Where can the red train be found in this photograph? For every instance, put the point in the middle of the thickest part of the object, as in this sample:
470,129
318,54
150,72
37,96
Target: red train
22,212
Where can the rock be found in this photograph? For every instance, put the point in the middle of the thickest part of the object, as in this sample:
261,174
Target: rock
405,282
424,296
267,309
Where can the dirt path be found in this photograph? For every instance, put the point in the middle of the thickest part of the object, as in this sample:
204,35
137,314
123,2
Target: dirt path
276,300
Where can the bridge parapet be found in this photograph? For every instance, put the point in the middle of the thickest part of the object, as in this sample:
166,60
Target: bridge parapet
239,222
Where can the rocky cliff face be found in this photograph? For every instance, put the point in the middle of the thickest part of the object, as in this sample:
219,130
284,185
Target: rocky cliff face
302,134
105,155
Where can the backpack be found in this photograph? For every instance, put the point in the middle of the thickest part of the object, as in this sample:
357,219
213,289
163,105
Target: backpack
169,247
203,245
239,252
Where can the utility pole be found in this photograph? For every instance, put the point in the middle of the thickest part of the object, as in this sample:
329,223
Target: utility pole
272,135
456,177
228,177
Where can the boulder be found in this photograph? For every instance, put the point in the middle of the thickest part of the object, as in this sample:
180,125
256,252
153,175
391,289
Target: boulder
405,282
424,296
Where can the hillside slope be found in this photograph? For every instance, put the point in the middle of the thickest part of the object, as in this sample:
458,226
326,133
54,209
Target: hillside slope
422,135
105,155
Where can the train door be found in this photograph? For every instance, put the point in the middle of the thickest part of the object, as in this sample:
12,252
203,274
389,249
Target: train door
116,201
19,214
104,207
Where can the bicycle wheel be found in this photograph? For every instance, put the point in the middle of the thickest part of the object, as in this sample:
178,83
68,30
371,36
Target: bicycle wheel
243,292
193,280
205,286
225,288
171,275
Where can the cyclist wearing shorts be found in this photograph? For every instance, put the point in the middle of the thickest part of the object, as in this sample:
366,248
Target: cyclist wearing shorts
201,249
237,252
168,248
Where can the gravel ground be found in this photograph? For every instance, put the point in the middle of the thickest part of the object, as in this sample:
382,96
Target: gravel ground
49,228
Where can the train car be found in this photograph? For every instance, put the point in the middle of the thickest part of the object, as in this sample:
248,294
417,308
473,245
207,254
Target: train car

OBJECTIVE:
Copy every line from the one containing "Where can the train car" down to the end of the entries, keeping each line unchanged.

FULL OUTPUT:
Where can the train car be found in this photograph? For every instance, put the point in the middle of the thickest part of the object, as in this sample:
248,294
417,308
473,245
207,254
Target: train car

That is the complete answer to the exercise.